Source data
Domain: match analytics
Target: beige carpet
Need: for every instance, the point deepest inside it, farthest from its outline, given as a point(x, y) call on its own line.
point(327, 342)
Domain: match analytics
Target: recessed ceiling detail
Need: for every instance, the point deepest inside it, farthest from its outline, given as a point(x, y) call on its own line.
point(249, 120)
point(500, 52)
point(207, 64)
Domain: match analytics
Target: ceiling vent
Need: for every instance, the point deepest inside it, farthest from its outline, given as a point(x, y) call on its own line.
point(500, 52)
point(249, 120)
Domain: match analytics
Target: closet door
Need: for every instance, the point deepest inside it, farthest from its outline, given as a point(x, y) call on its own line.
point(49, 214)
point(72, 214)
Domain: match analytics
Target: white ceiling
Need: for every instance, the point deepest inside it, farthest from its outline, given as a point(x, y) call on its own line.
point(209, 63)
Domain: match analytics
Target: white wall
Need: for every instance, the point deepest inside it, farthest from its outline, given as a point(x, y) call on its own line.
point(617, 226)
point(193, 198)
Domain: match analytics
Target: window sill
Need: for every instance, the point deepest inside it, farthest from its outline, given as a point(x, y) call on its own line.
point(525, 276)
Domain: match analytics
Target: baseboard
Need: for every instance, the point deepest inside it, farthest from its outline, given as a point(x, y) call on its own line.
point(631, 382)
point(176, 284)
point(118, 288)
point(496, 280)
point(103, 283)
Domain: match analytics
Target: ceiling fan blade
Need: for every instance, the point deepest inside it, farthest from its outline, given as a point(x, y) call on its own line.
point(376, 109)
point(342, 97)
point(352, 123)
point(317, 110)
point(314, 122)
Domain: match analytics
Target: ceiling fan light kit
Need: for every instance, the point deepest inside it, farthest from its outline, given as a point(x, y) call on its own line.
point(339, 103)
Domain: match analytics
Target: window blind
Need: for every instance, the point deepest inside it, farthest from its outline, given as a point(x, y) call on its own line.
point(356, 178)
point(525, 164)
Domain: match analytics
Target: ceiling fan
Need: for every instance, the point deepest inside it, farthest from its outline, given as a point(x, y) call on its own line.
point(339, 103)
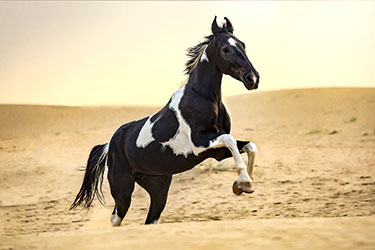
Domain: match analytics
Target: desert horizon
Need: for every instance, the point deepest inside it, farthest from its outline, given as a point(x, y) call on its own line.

* * *

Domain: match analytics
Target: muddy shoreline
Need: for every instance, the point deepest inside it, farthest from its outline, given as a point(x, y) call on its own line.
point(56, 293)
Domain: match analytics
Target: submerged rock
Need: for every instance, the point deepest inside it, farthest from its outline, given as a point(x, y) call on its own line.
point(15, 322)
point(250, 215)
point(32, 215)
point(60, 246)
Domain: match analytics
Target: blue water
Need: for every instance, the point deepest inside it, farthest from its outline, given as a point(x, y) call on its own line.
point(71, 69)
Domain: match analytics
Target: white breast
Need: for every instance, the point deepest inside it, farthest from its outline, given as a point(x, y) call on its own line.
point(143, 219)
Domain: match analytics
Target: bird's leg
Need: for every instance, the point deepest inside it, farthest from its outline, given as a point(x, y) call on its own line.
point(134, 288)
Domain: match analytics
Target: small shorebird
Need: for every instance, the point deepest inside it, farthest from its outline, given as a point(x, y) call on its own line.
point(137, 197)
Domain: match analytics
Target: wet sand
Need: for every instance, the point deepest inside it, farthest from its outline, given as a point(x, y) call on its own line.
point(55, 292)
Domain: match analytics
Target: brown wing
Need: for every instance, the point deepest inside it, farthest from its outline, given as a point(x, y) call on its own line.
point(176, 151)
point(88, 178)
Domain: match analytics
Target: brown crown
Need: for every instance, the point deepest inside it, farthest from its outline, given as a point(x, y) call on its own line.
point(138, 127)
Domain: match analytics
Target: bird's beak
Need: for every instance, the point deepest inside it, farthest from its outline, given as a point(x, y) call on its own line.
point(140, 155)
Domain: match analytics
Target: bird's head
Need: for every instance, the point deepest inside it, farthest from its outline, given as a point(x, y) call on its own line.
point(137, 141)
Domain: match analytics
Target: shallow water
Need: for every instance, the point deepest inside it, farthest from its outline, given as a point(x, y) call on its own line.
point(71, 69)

* * *

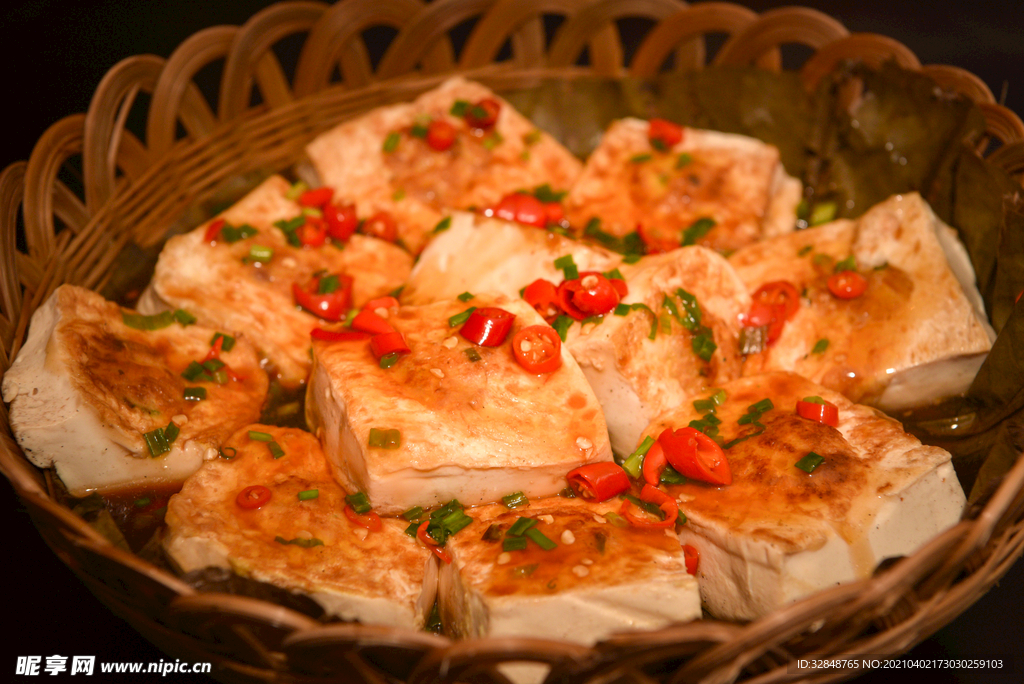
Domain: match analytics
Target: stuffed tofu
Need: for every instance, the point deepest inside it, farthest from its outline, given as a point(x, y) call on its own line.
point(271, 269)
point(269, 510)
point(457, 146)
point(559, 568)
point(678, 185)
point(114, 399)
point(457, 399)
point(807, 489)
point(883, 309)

GIVEN REQUEST
Please gather every line of the material above that contains the word "brown", treating uppercase and lowercase as different.

RESULT OF THE EXERCISE
Target: brown wing
Target: brown crown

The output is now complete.